Diego: Sì, ma il fatto è che il new age è stato fatto perché la gente tornata dall’ufficio si sdrai sul divano e metta su un disco per rilassarsi… però sì, capisco quello che vuoi dire: la nostra ricerca ci ha portato a rivalutare la natura, la comunicazione semplice tra le persone, i tempi dilatati al di fuori dell’urbanizzazione. A rivalutare la musica: perché spesso questa è vissuta con leggerezza, della serie accendo la radio e ascolto quello che mi capita, ma in realtà ha anche fare con il religioso, con i ritmi della natura, della vita umana. E tutto questo lo abbiamo rivalutato attraverso Tonolec.

Charo: Bene: sul fronte del new age l’abbiamo scampata! Ora vediamo come ce la caviamo su quello del folklore… [risa]

Dario: Vediamo: per esempio Indio Toba è una canzone ben militante. Racconta la realtà difficile in cui si trovano a vivere le comunità indigene oggi. E non lo fa rappresentandole al di fuori del mondo moderno, ma evidenziando il modo contraddittorio con cui si rapportano alla modernità. La domanda è se vi sentite in qualche modo parte della tradizione militante della musica latinoamericana.

Charo: Tonolec è ancora un germoglio, ma la speranza è che un domani, quando diventerà un albero, possa far parte di questa tradizione folklorica. Perché se tu vuoi essere parte di un luogo, nel nostro caso Argentina, devi essere parte del folklore. La musica indigena è folklore: ma non è considerata tale oggi, perché al folklore si sono attribuiti altri significati. Sarebbe bello se si riuscisse a voltare pagina in questo, e a vedere la musica indigena come parte di un panorama “argentino”, senza discontinuità.

Diego: Il problema è che perché questo succeda l’intera società argentina dovrebbe cambiare dall’interno. Però qualcosa sta succedendo, tanto che ci hanno invitati al festival di Cosquín.

Dario: E questo è molto significativo perché Cosquín, oltre ad essere meraviglioso per chi ama il folklore argentino, è anche il palco più tradizionalista del paese. Volendo fare un paragone per il pubblico italiano, Cosquín sta al folklore come Sanremo alla canzone italiana.

• **DATI REGISTRATI**:
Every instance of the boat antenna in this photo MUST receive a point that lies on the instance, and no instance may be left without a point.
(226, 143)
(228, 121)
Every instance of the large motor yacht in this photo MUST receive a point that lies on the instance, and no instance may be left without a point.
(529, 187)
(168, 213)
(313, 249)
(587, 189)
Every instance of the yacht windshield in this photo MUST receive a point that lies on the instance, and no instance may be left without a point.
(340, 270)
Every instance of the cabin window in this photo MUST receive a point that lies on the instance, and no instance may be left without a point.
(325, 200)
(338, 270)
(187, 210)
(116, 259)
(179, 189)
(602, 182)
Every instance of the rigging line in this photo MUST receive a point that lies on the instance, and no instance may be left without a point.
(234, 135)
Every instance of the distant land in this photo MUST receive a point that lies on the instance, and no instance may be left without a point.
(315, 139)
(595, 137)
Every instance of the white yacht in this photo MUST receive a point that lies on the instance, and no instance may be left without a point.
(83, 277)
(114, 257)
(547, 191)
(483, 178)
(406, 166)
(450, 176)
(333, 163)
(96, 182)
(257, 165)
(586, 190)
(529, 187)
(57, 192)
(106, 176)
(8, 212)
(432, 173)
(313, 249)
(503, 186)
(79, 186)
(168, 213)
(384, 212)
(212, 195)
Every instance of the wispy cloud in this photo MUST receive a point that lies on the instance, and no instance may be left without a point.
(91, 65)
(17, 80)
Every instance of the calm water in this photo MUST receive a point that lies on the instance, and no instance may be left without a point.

• **CONSEGNE**:
1. Nell'articolo, a quale festival italiano viene paragonato Cosquín?
2. Riscrivi in forma di elenco puntato il paragrafo dell'articolo che inizia con «Charo: Tonolec è ancora un germoglio». Mantieni i fatti principali.

• **RISPOSTE**:
1. Cosquín viene paragonato al festival di Sanremo.

2.
- Tonolec è ancora agli inizi, ma spera in futuro di far parte della tradizione folklorica.
- Per far parte di un luogo, in questo caso l'Argentina, bisogna far parte del suo folklore.
- La musica indigena è folklore, ma oggi non viene considerata tale perché al folklore sono stati attribuiti altri significati.
- Sarebbe bello vedere la musica indigena come parte del panorama argentino, senza discontinuità.